* EXERCISE OBJECTIVE *
Pick out and copy every line of the material below that contains the string "branch". Case counts.

Detection examples
********

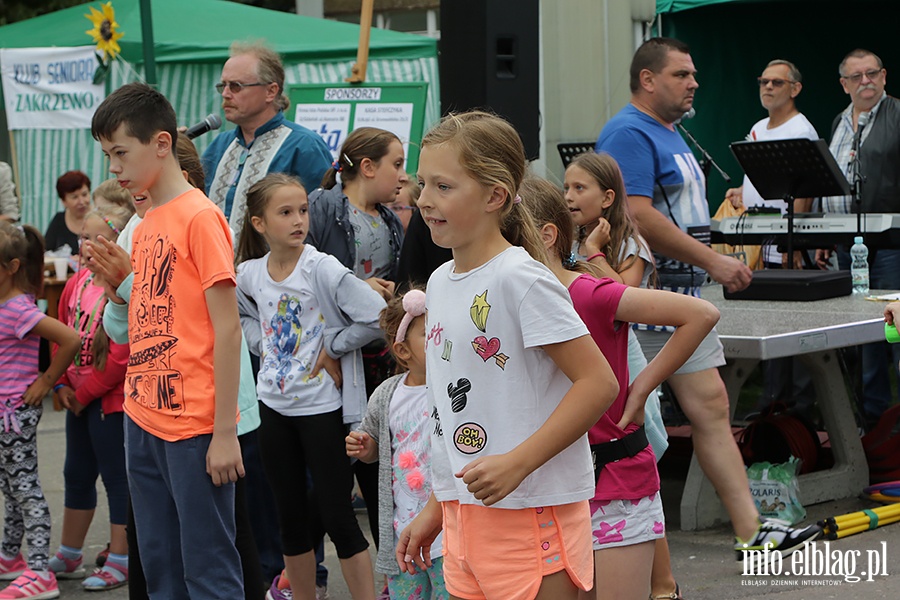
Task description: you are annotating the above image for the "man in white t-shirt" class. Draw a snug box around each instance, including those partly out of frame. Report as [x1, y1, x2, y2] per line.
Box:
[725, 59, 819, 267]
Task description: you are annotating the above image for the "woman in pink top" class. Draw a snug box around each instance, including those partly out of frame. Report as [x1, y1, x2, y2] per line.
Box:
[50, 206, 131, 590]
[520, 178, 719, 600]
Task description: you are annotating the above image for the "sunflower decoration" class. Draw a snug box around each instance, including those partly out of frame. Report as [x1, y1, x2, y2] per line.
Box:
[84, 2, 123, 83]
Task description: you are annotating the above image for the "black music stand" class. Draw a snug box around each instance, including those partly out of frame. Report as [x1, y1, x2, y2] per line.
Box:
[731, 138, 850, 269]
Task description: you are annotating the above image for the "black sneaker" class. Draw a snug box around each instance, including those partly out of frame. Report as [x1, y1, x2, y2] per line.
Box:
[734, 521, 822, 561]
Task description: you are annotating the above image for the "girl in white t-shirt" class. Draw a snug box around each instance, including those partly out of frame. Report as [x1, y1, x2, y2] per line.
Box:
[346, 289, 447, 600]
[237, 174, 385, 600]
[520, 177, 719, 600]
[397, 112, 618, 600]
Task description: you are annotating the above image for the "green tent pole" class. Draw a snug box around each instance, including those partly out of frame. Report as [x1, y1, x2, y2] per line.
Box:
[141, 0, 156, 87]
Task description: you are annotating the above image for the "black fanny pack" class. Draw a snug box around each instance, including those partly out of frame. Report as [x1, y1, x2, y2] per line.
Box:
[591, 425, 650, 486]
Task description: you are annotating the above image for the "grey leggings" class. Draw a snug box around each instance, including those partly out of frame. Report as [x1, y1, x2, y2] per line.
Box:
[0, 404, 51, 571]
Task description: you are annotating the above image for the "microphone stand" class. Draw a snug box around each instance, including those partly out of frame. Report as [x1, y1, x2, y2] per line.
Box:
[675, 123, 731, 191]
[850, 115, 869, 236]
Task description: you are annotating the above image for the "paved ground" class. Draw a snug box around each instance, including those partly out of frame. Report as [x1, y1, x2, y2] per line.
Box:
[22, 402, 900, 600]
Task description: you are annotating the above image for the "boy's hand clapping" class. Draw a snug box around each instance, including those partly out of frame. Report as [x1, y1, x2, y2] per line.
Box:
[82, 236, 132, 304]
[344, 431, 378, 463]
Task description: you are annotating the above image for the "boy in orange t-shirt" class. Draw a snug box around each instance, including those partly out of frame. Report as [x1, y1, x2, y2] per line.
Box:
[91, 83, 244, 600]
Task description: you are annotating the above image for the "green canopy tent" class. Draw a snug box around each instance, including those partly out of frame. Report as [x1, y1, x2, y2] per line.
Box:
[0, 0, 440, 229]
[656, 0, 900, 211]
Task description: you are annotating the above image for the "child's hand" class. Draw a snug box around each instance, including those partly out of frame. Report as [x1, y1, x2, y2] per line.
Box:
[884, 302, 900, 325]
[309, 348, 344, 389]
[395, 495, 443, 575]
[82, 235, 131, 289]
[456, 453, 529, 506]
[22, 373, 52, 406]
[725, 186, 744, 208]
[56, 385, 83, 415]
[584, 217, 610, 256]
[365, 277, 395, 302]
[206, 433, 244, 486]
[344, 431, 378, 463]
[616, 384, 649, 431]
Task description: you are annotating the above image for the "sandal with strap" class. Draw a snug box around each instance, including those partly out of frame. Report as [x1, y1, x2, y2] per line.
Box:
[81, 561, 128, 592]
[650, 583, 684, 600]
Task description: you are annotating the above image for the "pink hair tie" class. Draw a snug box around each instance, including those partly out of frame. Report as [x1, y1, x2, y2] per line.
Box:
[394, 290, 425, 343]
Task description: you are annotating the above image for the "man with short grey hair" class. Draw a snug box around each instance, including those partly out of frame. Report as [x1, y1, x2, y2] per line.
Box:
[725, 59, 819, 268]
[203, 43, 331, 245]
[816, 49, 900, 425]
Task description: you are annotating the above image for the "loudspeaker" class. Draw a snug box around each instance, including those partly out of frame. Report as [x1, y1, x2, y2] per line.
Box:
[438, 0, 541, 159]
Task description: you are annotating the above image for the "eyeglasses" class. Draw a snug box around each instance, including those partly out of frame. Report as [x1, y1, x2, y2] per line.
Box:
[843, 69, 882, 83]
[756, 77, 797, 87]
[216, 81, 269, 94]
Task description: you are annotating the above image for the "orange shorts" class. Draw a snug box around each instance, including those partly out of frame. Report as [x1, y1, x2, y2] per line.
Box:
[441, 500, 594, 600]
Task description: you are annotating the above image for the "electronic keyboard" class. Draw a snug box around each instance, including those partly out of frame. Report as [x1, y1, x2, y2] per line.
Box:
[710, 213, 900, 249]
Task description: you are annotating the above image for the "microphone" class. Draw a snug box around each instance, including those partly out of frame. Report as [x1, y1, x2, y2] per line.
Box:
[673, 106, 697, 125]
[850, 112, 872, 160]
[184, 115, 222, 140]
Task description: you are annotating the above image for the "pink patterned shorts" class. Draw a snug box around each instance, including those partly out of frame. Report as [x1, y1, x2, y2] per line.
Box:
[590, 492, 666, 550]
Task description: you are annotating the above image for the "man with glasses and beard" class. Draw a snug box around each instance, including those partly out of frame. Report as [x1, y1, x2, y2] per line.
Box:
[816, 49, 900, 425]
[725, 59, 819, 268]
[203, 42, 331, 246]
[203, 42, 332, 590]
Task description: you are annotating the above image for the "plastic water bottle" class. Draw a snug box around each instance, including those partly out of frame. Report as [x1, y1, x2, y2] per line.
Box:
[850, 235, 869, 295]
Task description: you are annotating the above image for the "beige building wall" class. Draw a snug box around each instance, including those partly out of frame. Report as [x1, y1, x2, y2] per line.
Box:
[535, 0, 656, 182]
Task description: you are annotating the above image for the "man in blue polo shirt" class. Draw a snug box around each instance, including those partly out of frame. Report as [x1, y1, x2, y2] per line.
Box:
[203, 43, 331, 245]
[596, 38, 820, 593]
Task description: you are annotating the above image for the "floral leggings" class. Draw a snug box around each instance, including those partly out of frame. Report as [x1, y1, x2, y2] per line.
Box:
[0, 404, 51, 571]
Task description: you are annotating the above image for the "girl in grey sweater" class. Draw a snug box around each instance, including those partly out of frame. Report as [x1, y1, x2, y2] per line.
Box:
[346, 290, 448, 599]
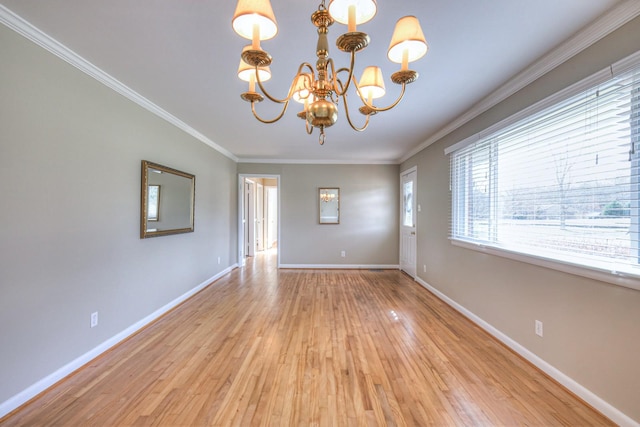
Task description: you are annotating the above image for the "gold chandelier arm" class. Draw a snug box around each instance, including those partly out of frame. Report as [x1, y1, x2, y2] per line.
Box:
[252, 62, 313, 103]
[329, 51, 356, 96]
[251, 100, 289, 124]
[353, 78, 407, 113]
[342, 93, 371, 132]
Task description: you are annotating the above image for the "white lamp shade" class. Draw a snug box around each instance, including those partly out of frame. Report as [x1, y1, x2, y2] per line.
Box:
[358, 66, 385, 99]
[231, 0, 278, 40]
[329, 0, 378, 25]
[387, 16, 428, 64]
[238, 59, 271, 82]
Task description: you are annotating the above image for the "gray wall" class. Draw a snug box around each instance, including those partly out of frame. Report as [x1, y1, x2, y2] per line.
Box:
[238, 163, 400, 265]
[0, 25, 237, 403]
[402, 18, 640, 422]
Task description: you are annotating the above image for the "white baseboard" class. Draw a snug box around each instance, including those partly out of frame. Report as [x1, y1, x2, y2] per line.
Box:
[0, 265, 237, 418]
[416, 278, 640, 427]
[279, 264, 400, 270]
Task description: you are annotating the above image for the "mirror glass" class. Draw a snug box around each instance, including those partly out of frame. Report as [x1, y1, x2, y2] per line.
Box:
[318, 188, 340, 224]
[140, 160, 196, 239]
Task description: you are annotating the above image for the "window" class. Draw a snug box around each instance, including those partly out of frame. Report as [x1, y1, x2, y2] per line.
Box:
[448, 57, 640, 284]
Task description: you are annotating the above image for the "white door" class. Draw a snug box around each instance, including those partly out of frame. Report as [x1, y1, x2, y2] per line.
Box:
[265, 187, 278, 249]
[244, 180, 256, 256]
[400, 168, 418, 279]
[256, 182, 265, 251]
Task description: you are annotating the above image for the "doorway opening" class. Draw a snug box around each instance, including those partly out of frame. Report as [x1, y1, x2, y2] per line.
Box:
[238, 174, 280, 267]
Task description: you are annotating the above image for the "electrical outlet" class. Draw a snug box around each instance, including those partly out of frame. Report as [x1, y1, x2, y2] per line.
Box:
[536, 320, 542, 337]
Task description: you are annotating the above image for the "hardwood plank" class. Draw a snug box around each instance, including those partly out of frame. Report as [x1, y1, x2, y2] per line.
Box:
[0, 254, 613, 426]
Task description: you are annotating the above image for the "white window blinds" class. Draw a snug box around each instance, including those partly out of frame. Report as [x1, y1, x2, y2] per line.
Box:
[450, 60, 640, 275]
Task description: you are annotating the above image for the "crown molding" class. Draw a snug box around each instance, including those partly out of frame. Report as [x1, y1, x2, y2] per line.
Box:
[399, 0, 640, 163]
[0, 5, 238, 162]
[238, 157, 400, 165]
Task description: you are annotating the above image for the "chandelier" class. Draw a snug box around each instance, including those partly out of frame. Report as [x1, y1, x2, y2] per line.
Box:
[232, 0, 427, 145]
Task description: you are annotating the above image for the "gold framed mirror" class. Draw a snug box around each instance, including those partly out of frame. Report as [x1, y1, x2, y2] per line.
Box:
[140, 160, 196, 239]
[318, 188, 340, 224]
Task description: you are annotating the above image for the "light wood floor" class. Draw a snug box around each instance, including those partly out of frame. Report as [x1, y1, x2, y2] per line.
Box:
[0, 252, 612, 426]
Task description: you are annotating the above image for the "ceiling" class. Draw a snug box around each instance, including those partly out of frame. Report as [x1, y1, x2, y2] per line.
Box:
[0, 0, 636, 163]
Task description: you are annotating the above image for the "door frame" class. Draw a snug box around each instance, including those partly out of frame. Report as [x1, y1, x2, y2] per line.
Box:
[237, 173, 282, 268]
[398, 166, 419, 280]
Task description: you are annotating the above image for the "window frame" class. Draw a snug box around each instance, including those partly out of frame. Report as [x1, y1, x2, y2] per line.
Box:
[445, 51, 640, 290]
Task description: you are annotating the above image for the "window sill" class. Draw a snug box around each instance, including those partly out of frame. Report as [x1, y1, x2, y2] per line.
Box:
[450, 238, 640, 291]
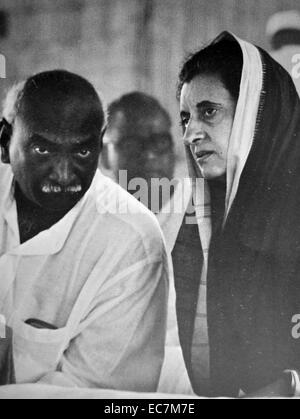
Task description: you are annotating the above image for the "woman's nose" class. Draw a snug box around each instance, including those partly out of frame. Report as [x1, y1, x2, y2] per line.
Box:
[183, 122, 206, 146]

********

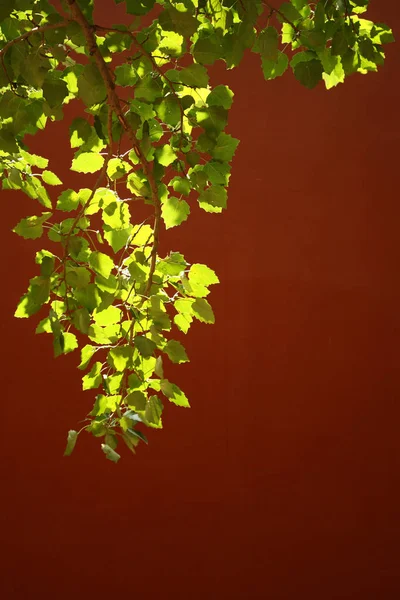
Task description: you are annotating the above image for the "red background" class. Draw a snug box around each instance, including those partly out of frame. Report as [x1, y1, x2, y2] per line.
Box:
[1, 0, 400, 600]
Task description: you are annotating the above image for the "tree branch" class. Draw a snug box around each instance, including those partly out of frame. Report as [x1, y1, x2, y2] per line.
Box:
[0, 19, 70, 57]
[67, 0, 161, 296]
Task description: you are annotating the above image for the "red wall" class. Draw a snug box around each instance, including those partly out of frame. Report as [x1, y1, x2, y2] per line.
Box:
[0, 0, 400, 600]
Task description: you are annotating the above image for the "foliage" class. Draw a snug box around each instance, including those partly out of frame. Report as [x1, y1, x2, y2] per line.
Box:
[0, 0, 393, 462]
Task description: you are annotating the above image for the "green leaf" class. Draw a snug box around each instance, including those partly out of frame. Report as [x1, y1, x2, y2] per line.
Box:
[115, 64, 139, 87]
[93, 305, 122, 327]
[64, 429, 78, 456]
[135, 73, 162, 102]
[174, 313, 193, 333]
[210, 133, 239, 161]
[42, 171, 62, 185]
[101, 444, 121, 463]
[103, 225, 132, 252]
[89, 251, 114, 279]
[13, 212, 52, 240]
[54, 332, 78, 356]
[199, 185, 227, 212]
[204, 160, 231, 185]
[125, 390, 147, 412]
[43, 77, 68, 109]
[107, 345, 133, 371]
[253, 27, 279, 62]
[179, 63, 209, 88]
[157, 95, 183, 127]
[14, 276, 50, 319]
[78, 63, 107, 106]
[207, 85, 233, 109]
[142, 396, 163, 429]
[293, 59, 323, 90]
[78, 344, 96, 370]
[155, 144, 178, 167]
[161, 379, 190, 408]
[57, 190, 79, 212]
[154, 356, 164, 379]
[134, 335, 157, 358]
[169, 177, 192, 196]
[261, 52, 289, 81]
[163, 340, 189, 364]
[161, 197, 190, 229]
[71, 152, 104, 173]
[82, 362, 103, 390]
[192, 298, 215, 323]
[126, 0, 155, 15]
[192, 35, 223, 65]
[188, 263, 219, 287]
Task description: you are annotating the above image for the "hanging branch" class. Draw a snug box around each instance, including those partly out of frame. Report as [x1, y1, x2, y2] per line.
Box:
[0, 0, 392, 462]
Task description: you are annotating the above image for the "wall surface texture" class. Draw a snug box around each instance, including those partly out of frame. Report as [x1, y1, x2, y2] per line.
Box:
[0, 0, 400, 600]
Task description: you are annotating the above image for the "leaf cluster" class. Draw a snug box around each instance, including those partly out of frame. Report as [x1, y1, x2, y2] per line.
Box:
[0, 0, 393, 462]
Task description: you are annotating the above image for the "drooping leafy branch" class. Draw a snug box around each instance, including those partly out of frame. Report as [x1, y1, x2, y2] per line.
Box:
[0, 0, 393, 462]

********

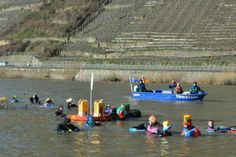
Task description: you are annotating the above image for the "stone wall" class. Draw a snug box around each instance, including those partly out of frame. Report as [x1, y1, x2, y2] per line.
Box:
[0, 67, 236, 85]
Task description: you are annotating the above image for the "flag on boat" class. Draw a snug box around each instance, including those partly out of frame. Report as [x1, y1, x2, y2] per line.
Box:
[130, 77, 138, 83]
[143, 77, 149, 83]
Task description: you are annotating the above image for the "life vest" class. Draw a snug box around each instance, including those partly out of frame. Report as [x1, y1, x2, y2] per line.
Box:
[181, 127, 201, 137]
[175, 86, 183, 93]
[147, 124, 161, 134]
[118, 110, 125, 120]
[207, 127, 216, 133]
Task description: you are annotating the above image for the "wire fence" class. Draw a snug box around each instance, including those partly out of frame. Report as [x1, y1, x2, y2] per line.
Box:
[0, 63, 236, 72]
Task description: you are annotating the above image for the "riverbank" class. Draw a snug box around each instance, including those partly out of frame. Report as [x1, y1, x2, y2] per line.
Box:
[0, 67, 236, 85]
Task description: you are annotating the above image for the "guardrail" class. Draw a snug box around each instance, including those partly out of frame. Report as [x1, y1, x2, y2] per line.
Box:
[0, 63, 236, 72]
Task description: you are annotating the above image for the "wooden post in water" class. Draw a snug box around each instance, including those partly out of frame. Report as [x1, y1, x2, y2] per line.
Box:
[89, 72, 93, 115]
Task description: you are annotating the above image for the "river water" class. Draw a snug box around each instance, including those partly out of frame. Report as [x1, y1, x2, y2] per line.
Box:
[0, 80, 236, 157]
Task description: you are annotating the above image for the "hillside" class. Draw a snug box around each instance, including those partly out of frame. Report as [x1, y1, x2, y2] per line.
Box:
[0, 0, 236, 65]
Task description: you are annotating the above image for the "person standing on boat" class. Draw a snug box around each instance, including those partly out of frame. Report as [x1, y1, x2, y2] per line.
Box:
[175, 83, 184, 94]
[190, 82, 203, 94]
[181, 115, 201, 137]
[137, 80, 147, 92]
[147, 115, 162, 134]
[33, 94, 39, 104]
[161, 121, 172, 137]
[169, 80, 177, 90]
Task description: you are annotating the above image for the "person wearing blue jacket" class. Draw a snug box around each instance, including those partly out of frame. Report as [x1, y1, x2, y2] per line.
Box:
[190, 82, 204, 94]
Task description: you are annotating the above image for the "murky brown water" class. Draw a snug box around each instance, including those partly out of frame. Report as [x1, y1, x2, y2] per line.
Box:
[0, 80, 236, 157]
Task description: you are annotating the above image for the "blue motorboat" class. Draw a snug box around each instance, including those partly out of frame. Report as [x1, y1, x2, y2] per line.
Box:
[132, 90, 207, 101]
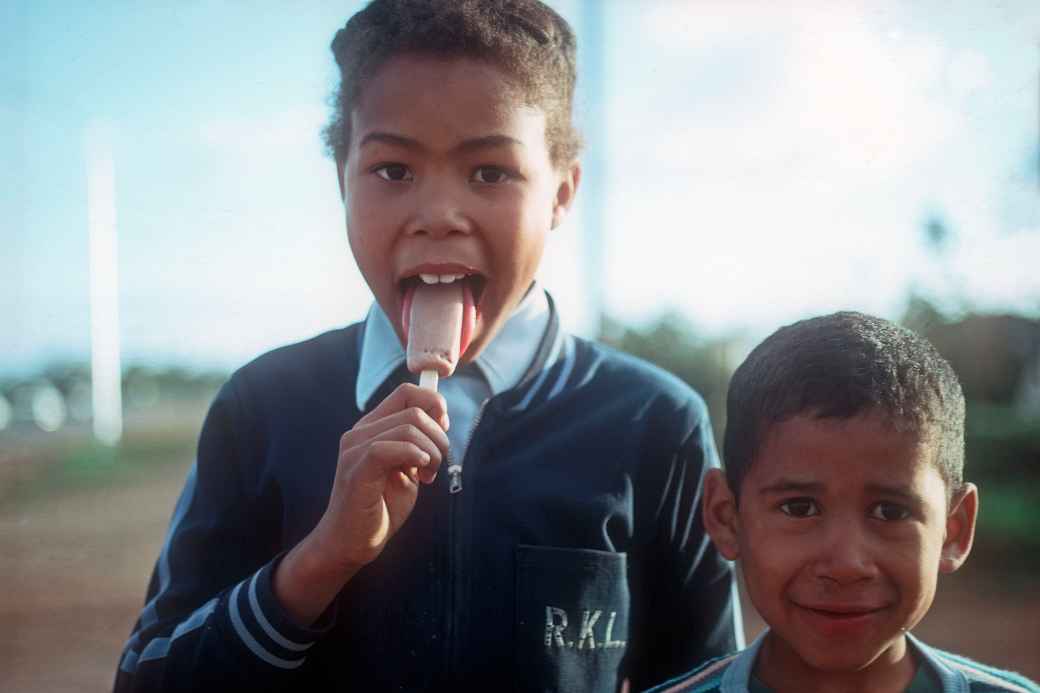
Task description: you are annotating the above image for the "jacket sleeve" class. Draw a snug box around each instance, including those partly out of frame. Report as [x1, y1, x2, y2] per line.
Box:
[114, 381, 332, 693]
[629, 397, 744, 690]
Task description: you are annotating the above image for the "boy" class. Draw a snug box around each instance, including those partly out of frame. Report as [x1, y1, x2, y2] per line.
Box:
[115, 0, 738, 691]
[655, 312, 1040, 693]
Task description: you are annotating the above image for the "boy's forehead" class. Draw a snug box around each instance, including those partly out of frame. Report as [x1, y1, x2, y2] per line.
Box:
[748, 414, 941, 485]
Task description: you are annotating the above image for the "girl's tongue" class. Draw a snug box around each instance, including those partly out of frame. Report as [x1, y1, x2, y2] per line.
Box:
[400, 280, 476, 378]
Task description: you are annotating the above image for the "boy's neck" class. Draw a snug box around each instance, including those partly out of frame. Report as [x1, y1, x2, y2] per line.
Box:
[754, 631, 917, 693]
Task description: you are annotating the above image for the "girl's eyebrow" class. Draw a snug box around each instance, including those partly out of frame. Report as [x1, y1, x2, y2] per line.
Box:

********

* OUTPUT BELOW *
Task description: you are annotating the above image for the "tree branch" class. Draw a snug box around each instance, including those partly out of frame. Report as [x1, y1, x2, y2] per line.
Task description: you are annotating the above image for the "hanging branch" class. Draw a snug box around each instance, including those partly out of frame. Report as [x1, y1, x2, y2] per line.
Task description: you are annotating the above image for the "drooping leafy branch" class. Draw a snug box around each instance, including those partly out of frame. Report as [x1, y1, x2, y2] per line.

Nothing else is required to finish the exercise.